- _GIVEN TEXT_:
Start
When Frieda Belinfante was a child, she was teased for her small hands—but no one who mocked her could ever have imagined what she would achieve with them. Before her life was over, Belinfante would use her hands to master instruments, conduct orchestras, and undermine the Nazis.
A Dream Disrupted
Music was important to the Belinfante family—in fact, it was the reason the family existed: Frieda's Jewish father, Aron Belinfante, had met her Christian mother, Georgine Antoinette Hesse, when he gave her piano lessons. Frieda, the third of their four children, started learning cello from her dad when she was 9 or 10 years old.
“He was a very good pianist,” Belinfante said of her father [PDF], but “he was a very bad teacher.” She even said he “didn’t know anything about strings!” After her father died when she was 17, Belinfante continued her musical education with others. She quickly realized she wasn’t destined to be part of the orchestra—she was meant to lead it.
In 1937, Belinfante accomplished a musical milestone: She became Europe’s first professional female orchestra conductor, leading the Het Klein Orkest chamber orchestra. But her success was short-lived. Just three years later, Germany invaded the Netherlands. Performances were no longer possible during World War II, especially considering her orchestra was composed of Jews and non-Jews playing together.
After the Nazis occupied the Netherlands, Belinfante—though she was half-Jewish herself—stayed in the country and became a Resistance activist, making forged identity documents for fleeing Jews. She disguised herself as a man to hide from the Nazis. She once even passed her own mother on the street, who failed to recognize her. “I really looked pretty good,” Belinfante later said of her handsome camouflage.
Belinfante was a member of the CKC, a small group of mostly LGBTQ activists in the Dutch Resistance. As an out lesbian herself, she fit right in. In 1943, the CKC bombed a records office, destroying hundreds of documents showing where Jews lived so that the Nazis couldn’t find them.
Later in the war, after many in the CKC had been captured and executed, Belinfante escaped the Netherlands. She and a Jewish man named Tony traveled by foot across four countries in deep snow from December 1944 to February 1945, traversing the freezing Alps with no jacket. They hiked from 9 a.m. every morning to 10 p.m. every night. When Tony told Belinfante he was exhausted, she replied: “There is no stopping in the snow. We have to walk until we stop somewhere in Switzerland.” Once, they had to strip naked to wade through a river of icy water that came up to their necks, bundling their clothes over their heads so they’d remain dry. A Swiss doctor later told her that the journey was so strenuous, she could have lost her legs if she had gone on much longer [PDF].
End
- _MATERIAL SUPPLIED_:
Start
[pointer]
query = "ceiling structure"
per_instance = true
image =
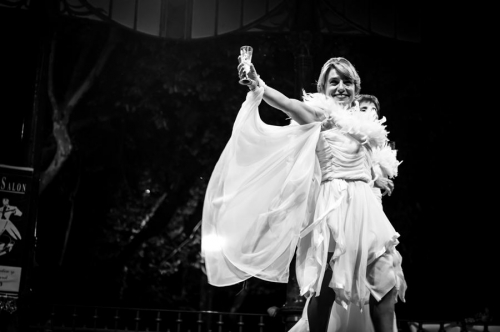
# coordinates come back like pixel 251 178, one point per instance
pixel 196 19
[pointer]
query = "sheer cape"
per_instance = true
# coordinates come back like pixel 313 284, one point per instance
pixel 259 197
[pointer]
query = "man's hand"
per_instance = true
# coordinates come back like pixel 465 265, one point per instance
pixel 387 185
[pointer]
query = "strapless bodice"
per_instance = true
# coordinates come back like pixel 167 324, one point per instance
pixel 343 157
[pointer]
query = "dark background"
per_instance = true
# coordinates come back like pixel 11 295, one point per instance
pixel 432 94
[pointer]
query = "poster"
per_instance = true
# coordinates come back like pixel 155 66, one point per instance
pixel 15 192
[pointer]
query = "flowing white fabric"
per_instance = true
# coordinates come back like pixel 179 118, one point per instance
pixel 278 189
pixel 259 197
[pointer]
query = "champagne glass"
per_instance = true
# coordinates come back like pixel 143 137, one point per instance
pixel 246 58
End
Start
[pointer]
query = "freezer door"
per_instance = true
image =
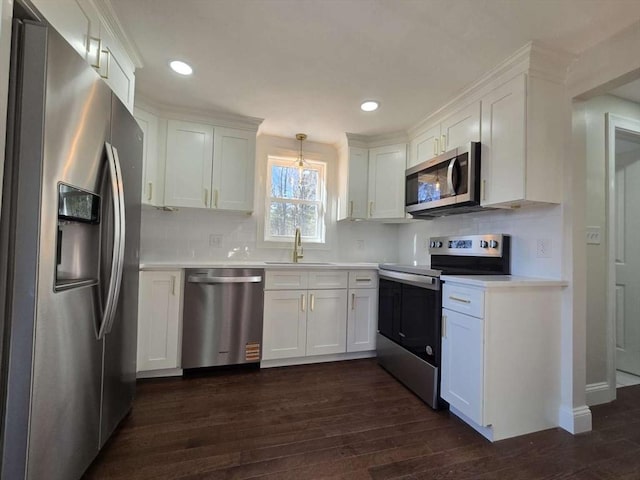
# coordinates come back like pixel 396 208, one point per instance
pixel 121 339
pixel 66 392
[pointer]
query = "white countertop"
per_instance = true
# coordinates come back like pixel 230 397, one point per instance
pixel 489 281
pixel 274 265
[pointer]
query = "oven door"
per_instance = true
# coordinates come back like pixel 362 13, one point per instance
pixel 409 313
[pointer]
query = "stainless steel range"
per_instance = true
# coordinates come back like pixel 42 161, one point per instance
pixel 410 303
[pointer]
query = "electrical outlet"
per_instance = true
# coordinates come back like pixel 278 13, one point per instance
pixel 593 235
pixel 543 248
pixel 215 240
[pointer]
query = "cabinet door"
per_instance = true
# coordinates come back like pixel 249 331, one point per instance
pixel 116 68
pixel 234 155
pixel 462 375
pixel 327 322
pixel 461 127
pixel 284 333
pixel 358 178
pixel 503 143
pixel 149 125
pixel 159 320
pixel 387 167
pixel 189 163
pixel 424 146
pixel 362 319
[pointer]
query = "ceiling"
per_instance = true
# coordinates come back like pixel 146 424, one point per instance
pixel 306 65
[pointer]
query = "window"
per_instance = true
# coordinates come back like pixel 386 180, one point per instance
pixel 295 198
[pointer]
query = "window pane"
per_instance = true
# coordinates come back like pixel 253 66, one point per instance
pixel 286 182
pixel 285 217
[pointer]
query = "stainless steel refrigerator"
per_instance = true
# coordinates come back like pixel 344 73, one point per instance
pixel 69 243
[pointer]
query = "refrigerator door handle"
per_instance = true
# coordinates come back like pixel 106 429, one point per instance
End
- _REQUIRED ACTIONS_:
- a) Using the text about Frieda Belinfante, decide whether each statement below agrees with it. Answer yes or no for each, and quote the words of the text that decide it.
(i) Belinfante began learning cello from her father at age 9 or 10.
(ii) Belinfante left the Netherlands as soon as the Nazis occupied it.
(iii) The CKC bombed a records office in 1943.
- b) Rewrite the text about Frieda Belinfante from "After the Nazis" to "couldn’t find them.", putting "registry office" in place of "records office".
- c) Carry on the text about Frieda Belinfante from its last sentence.

- _ANSWERS IN ORDER_:
- a)
(i) Yes: "Frieda, the third of their four children, started learning cello from her dad when she was 9 or 10 years old."
(ii) No: "After the Nazis occupied the Netherlands, Belinfante—though she was half-Jewish herself—stayed in the country and became a Resistance activist"
(iii) Yes: "In 1943, the CKC bombed a records office"

- b)
After the Nazis occupied the Netherlands, Belinfante—though she was half-Jewish herself—stayed in the country and became a Resistance activist, making forged identity documents for fleeing Jews. She disguised herself as a man to hide from the Nazis. She once even passed her own mother on the street, who failed to recognize her. “I really looked pretty good,” Belinfante later said of her handsome camouflage.
Belinfante was a member of the CKC, a small group of mostly LGBTQ activists in the Dutch Resistance. As an out lesbian herself, she fit right in. In 1943, the CKC bombed a registry office, destroying hundreds of documents showing where Jews lived so that the Nazis couldn’t find them.

- c)
Upon crossing the border, Belinfante and Tony were arrested and interrogated by the Swiss. She answered truthfully that her companion was not her husband, but she didn’t know the gravity behind this statement. Because so many people were fleeing to Switzerland, the government had begun limiting immigration by no longer accepting single men as refugees. Belinfante’s answer sent Tony back to the Netherlands, where he was killed. That knowledge haunted her to the end of her life, but she did go on to find moments of joy.
Coming Alive Again
While in the Swiss refugee camp, Belinfante got ahold of a cello, even performing a concert with a visiting couple that had a violin and viola. Decades later, she told a historian that after playing music, “I started to come alive again, because I had felt that I wasn’t even alive.” Unfortunately, the gossip of homophobic refugees in the camp soured her musical experiences there [PDF].
In 1948, Belinfante immigrated to the United States, trading the dark and icy winter of her past for a fresh start in sunny Laguna Beach, California. A decade after the start of her career as a conductor, she picked it back up again and led the Orange County Philharmonic. But while she had survived extreme discrimination in Europe, sexism took music from her again in 1962: The Philharmonic pushed her out because they felt a male in her place would raise the orchestra's profile.
Despite the professional disappointment, Belinfante lived to see Orange County designate February 19 as “Frieda Belinfante Day” to honor her contributions to the arts. In 1991, she moved to New Mexico, where she spent her final days. She told the Los Angeles Times, “I should be born again. I could have done more.”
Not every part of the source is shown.